• **CONSIGNE 1**: Restituez mot pour mot le passage de l'extrait sur la simplicité du style qui va de « On se rappelle » jusqu'à « rendre l’ensemble présentable. ».

• **EXTRAIT DU TEXTE**:
*-*-*

« Soyez simple avec art. », disait Nicolas Boileau. Alléger son écriture, c’est accepter de renoncer à la tentation d’un mot dont on sait qu’il va déséquilibrer une phrase. Ainsi, les auteurs vigilants n’insufflent-ils jamais à un paragraphe plus d’air dont il a besoin pour respirer. Est-ce aisé d’y parvenir ? Associer le dépouillement du style à de la facilité est souvent la critique de ceux pour qui une idée ne saurait se savourer sans se livrer à une orgie de vocabulaire. Mais on va le voir, il est souvent plus compliqué de s’astreindre à une forme de minimalisme que de passer deux couches là où une seule suffit. Donner du relief, ce n’est pas surcharger, c’est fignoler…

Il faut beaucoup de riens pour faire un peu de tout

L’écriture de brocante

On se rappelle s’être dit qu’au fond, il était facile d’écrire comme Philippe Delerm. Ou tels autres écrivains évoquant le pas grand-chose s’agrippant aux petits riens routiniers ; ça ne demande pas beaucoup d’imagination, pense-t-on. Même le style paraît musarder d’un mot un peu usé à l’autre. C’est une écriture de retour de brocante. L’auteur s’est contenté de chiner ce qu’il y avait de disponible. Pas vraiment les invendus, mais on sent qu’il a fallu en dépoussiérer quelques-uns, rendre l’ensemble présentable.

L’assemblage anecdotique

Et avec ce maigre bric-à-brac textuel ? Assembler des moments anecdotiques patinés de l’usure d’un vieux procédé : amener la réalité au point de rupture où elle devient un rêve éveillé. Susciter des émotions qu’on n’a pas forcément soi-même vécues, mais que nous aurions notées si nous avions pensé que cela avait de l’intérêt. D’ailleurs, cela en a-t-il ? Qu’importe : on aurait fait du Delerm, avec l’aisance d’un monsieur Jourdain prosateur malgré lui, à l’insu de son talent, de gré ou de farce.

*-*-*

• **DONNÉES DE L'EXERCICE**:
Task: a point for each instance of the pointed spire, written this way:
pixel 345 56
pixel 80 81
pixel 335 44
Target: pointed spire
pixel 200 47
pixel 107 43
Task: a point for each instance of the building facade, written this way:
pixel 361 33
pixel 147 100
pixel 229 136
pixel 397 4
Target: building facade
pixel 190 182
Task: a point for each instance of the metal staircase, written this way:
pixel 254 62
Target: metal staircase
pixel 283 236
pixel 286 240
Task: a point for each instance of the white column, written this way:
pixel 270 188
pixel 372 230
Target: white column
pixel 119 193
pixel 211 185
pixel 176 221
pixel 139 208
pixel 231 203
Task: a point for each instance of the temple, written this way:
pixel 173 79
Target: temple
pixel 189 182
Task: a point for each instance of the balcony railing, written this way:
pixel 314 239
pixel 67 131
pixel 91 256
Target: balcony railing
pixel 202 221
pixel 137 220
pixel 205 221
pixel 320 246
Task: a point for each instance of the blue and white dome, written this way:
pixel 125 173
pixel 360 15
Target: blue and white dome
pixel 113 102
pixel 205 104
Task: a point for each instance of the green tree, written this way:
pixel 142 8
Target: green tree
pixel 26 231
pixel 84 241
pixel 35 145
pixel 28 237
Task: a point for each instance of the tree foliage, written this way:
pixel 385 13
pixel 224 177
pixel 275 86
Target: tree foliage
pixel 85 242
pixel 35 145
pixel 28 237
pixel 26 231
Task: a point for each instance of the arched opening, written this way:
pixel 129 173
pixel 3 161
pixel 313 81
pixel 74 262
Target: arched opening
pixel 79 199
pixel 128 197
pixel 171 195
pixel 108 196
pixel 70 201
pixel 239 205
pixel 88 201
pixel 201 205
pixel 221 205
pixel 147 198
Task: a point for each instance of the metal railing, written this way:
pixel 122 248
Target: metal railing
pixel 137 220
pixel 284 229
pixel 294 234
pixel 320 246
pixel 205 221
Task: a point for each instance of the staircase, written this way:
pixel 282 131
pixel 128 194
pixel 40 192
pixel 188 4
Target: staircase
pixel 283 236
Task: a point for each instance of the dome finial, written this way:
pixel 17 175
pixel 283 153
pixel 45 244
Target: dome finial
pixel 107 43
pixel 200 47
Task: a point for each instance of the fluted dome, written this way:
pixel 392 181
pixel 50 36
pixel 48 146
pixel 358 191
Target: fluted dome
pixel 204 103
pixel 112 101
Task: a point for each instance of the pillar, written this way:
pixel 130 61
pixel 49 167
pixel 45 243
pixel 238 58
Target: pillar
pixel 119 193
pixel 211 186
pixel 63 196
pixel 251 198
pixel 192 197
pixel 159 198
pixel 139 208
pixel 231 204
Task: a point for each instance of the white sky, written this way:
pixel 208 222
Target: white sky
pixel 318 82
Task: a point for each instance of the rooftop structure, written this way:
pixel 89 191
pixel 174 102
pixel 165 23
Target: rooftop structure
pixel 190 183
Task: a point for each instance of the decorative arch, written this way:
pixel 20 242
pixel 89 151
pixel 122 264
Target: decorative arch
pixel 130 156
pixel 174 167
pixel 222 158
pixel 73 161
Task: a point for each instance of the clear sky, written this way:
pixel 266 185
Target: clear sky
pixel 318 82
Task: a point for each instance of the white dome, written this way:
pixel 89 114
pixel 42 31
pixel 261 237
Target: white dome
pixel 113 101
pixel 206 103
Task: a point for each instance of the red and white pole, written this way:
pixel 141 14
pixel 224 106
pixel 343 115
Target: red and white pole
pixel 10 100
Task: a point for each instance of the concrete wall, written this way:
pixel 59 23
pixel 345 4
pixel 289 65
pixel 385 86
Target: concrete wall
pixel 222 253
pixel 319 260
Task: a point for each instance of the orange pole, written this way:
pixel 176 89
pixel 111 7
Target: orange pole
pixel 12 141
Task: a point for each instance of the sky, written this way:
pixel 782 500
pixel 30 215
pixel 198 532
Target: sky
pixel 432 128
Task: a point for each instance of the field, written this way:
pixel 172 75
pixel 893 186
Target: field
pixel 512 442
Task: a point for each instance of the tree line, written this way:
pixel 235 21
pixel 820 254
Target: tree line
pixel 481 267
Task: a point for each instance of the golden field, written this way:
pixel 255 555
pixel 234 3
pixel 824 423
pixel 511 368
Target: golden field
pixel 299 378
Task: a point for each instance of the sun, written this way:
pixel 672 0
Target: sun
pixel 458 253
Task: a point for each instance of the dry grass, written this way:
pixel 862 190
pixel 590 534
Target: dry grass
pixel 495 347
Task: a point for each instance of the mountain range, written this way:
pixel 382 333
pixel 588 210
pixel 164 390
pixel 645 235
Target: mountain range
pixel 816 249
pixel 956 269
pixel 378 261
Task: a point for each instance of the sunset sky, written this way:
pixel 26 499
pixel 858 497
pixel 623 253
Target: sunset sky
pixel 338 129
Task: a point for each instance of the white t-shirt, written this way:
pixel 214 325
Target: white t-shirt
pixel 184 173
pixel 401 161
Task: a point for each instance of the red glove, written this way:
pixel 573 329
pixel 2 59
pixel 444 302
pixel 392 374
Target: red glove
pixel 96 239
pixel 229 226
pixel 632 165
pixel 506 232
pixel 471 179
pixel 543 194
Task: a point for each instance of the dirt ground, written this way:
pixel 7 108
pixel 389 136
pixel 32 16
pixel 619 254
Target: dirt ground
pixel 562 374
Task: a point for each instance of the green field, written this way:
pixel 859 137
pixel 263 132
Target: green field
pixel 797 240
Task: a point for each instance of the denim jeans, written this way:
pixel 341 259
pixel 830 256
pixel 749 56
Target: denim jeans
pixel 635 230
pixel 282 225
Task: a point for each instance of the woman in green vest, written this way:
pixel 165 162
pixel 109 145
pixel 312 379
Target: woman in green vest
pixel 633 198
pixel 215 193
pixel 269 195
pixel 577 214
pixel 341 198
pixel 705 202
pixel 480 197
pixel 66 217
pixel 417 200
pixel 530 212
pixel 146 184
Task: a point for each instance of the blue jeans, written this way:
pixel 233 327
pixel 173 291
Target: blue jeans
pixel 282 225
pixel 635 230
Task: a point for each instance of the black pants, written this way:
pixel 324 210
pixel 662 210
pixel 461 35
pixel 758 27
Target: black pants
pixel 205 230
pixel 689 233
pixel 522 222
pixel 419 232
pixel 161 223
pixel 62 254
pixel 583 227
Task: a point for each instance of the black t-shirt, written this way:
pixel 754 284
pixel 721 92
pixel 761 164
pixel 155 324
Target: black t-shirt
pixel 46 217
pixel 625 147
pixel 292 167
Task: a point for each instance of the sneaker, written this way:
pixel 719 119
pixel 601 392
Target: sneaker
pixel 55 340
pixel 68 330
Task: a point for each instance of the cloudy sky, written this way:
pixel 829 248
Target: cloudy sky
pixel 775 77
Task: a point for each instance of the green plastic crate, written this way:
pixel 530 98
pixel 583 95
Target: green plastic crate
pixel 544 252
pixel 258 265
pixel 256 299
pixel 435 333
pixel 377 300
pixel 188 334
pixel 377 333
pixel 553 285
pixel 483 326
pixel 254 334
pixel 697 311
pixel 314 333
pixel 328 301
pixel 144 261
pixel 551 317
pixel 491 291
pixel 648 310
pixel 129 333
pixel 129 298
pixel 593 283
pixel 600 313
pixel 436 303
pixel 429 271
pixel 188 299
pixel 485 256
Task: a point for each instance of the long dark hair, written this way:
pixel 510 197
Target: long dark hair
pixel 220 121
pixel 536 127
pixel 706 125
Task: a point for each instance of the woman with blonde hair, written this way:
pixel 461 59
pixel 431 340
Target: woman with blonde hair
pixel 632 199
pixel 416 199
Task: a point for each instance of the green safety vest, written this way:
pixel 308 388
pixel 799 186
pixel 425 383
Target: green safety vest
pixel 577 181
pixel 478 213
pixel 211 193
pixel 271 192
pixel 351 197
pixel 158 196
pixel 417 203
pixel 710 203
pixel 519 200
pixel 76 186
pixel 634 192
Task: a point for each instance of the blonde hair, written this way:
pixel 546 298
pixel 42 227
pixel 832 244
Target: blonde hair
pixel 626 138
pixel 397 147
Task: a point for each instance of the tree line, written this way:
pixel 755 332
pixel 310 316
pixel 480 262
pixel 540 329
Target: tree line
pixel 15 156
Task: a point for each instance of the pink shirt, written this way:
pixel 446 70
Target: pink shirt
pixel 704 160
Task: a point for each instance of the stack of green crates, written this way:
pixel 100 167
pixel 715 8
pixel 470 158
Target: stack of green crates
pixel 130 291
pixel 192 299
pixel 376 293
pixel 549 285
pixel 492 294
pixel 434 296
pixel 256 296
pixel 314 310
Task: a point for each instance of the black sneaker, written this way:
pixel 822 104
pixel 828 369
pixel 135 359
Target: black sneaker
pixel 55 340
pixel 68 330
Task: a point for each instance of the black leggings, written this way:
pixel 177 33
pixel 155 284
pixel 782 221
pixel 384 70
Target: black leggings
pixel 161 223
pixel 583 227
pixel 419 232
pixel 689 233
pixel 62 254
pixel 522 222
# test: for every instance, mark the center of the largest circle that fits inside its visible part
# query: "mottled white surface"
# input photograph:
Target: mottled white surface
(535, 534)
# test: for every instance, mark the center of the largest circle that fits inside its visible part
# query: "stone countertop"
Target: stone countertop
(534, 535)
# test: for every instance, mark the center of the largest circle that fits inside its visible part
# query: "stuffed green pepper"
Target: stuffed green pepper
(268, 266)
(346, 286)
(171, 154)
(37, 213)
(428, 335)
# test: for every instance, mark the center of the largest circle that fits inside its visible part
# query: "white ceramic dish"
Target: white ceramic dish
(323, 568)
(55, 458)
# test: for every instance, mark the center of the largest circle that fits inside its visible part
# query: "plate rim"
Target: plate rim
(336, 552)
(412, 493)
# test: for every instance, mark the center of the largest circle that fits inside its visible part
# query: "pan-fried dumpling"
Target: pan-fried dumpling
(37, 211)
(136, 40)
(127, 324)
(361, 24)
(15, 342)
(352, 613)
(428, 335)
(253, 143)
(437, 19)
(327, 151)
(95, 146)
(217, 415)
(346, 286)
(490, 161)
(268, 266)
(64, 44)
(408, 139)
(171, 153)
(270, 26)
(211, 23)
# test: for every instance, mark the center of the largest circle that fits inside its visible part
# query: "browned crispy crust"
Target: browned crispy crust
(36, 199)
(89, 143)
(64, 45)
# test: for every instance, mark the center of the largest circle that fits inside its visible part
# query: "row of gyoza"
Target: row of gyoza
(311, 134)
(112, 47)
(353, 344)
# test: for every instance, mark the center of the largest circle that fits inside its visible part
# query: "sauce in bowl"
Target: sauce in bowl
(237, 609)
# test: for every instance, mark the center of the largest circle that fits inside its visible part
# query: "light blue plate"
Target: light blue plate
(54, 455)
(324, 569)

*-*-*

• **CONSIGNE 2**: Sélectionnez chaque ligne des enregistrements qui contient le mot « dome », en respectant la casse.

• **RÉSULTAT ATTENDU 1**:
On se rappelle s’être dit qu’au fond, il était facile d’écrire comme Philippe Delerm. Ou tels autres écrivains évoquant le pas grand-chose s’agrippant aux petits riens routiniers ; ça ne demande pas beaucoup d’imagination, pense-t-on. Même le style paraît musarder d’un mot un peu usé à l’autre. C’est une écriture de retour de brocante. L’auteur s’est contenté de chiner ce qu’il y avait de disponible. Pas vraiment les invendus, mais on sent qu’il a fallu en dépoussiérer quelques-uns, rendre l’ensemble présentable.

• **RÉSULTAT ATTENDU 2**:
Task: a point for each instance of the blue and white dome, written this way:
Target: blue and white dome
Task: a point for each instance of the dome finial, written this way:
Target: dome finial
Task: a point for each instance of the fluted dome, written this way:
Target: fluted dome
Task: a point for each instance of the white dome, written this way:
Target: white dome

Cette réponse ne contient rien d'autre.